_TASK DESCRIPTION:_ Reproduce every line in the listing that contains the word "Target".

_THE RECORDS:_

--- START ---

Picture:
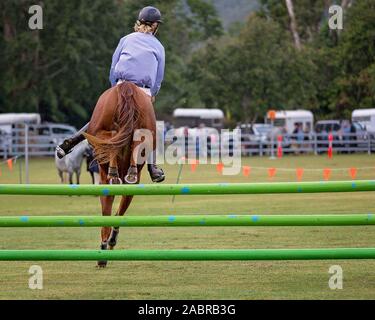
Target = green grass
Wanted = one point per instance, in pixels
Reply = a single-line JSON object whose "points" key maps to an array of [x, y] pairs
{"points": [[196, 280]]}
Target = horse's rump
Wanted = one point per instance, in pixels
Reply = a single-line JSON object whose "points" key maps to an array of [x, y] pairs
{"points": [[127, 117]]}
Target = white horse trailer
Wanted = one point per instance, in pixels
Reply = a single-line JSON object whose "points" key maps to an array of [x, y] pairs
{"points": [[366, 117], [289, 118]]}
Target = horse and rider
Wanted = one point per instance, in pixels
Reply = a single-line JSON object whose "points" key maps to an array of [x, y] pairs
{"points": [[140, 59], [136, 75]]}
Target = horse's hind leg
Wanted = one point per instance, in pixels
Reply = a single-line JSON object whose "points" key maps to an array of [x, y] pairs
{"points": [[124, 205], [106, 202]]}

--- END ---

_WRITTEN SOLUTION:_
Target = green grass
Target = horse's rump
Target = white horse trailer
Target = horse and rider
Target = horse's hind leg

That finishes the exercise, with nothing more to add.